§ **Données fournies**
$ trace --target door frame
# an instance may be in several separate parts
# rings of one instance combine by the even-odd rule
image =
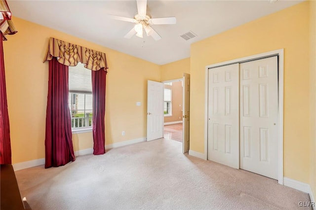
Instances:
[[[208,70],[234,63],[242,63],[248,60],[257,60],[267,56],[278,56],[278,131],[277,131],[277,182],[283,185],[283,104],[284,104],[284,49],[218,63],[205,67],[205,114],[204,134],[204,159],[207,160],[207,128],[208,112]],[[238,148],[239,149],[239,148]]]
[[[170,80],[162,81],[161,82],[164,84],[165,83],[168,83],[169,82],[180,82],[180,81],[182,81],[182,83],[183,83],[184,82],[183,78],[179,78],[179,79],[171,79]],[[172,95],[172,94],[171,93],[171,95]],[[183,95],[183,90],[182,90],[182,95]],[[171,108],[172,108],[172,105],[171,105]],[[182,105],[182,108],[183,107],[183,105]],[[163,117],[164,119],[164,117]],[[182,123],[183,123],[183,119],[182,119]],[[164,123],[163,126],[164,126]],[[182,128],[182,129],[183,129],[183,128]],[[163,130],[163,127],[162,127],[162,130]],[[184,137],[183,136],[183,135],[182,135],[182,144],[183,144],[184,138]]]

§ **Consigne**
Recopie toutes les lignes ci-dessus sans rien y changer, mais laisse les images de côté.

§ **Réponse attendue**
$ trace --target door frame
# an instance may be in several separate parts
# rings of one instance combine by the even-odd rule
image =
Instances:
[[[208,70],[234,63],[242,63],[248,60],[257,60],[267,56],[278,56],[278,131],[277,131],[277,182],[283,185],[283,104],[284,104],[284,49],[218,63],[205,67],[205,114],[204,134],[204,159],[207,160],[207,128],[208,112]],[[238,148],[239,149],[239,148]]]
[[[170,80],[162,81],[161,82],[164,84],[165,83],[168,83],[169,82],[180,82],[180,81],[182,81],[182,83],[183,83],[184,82],[183,78],[179,78],[179,79],[171,79]],[[172,95],[172,94],[171,93],[171,95]],[[183,95],[183,90],[182,90],[182,95]],[[171,108],[172,108],[172,105],[171,105]],[[182,105],[182,108],[183,107],[183,105]],[[163,117],[164,119],[164,117]],[[182,123],[183,123],[183,119],[182,119]],[[164,123],[163,126],[164,126]],[[182,128],[182,129],[183,129],[183,128]],[[163,130],[163,127],[162,127],[162,130]],[[184,137],[183,136],[183,135],[182,135],[182,144],[183,144],[184,138]]]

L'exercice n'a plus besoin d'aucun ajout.